• [Work order]: Return all lines in the data where the string "foot" can be found.

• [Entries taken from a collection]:
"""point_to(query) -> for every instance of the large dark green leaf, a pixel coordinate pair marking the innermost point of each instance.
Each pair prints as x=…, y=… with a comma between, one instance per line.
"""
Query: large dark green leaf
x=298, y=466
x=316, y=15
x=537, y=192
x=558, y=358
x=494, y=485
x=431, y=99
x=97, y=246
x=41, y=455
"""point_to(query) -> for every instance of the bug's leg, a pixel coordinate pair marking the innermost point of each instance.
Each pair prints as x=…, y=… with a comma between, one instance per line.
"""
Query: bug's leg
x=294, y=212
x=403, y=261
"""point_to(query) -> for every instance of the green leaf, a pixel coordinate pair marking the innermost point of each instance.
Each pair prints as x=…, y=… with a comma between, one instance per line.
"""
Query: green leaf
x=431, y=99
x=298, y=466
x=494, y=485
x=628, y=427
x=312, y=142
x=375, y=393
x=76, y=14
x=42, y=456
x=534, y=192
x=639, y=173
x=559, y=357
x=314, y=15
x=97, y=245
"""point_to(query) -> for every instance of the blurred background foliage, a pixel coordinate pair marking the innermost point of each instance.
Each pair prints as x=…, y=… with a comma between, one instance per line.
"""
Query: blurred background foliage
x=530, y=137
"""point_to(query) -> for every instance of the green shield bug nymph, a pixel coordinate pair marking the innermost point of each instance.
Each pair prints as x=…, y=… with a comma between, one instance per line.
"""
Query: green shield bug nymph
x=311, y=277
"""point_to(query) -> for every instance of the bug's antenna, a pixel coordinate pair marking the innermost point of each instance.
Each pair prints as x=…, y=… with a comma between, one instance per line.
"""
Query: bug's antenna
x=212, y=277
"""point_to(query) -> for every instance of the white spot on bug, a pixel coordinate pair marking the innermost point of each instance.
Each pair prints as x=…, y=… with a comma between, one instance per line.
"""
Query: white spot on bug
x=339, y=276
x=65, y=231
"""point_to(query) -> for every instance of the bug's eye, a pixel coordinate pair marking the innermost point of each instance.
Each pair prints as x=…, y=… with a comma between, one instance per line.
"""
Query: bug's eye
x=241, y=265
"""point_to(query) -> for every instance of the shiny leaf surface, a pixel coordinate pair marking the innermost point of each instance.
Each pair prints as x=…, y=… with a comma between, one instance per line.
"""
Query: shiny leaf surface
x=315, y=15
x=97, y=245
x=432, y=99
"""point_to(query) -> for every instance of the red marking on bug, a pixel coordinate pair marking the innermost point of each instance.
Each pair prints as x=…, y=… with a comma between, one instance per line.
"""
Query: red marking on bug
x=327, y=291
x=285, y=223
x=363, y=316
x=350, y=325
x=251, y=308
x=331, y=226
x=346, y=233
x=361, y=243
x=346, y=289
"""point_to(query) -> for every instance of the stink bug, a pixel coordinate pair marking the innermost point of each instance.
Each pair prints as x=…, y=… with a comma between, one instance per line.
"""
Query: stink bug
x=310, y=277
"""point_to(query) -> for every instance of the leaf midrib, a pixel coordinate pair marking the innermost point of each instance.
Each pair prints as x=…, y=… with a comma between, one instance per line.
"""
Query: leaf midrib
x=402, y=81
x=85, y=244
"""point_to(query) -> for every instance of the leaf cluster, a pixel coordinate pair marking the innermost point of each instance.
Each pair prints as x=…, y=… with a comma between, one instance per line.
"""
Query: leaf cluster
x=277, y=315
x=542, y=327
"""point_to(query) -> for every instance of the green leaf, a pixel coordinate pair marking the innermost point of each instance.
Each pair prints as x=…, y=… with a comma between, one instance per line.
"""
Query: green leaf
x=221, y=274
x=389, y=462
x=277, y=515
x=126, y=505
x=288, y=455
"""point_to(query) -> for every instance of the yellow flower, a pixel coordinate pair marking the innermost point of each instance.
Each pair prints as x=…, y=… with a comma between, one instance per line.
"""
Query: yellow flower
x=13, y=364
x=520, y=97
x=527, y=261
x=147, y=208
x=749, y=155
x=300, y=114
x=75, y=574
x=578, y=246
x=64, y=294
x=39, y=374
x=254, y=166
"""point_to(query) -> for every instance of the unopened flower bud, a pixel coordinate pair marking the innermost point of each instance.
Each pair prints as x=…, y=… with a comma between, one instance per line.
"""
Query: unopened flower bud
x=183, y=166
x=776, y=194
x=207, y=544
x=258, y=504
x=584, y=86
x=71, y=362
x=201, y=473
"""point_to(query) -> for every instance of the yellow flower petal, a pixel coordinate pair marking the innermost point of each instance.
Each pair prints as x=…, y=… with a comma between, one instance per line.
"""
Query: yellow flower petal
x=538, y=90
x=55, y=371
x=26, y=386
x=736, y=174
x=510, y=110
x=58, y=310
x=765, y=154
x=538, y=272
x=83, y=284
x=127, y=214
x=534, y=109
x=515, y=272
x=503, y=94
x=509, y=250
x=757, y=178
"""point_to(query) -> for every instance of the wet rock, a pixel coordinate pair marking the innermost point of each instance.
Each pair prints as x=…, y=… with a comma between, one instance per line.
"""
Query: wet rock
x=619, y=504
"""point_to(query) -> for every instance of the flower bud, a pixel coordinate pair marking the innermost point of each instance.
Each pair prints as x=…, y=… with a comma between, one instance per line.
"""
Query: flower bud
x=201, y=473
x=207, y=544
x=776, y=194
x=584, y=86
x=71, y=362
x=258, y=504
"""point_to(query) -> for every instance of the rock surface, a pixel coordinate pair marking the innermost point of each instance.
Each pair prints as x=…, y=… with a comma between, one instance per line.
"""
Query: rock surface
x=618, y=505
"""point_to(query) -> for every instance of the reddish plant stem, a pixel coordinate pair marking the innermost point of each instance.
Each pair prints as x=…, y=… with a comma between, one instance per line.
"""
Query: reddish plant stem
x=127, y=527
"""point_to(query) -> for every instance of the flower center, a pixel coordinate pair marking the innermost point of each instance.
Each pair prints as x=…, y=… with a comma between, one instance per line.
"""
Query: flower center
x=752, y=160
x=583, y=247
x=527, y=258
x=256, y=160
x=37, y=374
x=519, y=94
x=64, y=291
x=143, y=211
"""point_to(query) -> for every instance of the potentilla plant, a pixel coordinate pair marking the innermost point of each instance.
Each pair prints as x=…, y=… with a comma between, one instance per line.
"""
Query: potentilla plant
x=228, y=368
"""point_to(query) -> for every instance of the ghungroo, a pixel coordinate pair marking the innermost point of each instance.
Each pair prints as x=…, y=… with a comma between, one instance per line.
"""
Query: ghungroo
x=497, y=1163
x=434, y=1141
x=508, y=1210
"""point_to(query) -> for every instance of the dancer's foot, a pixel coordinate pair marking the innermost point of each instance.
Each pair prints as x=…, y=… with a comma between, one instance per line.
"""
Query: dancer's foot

• [Completed exercise]:
"""point_to(query) -> for every instance of the dancer's foot, a pixel coordinate pair marking the innermost point of each instance.
Query: dancer's foot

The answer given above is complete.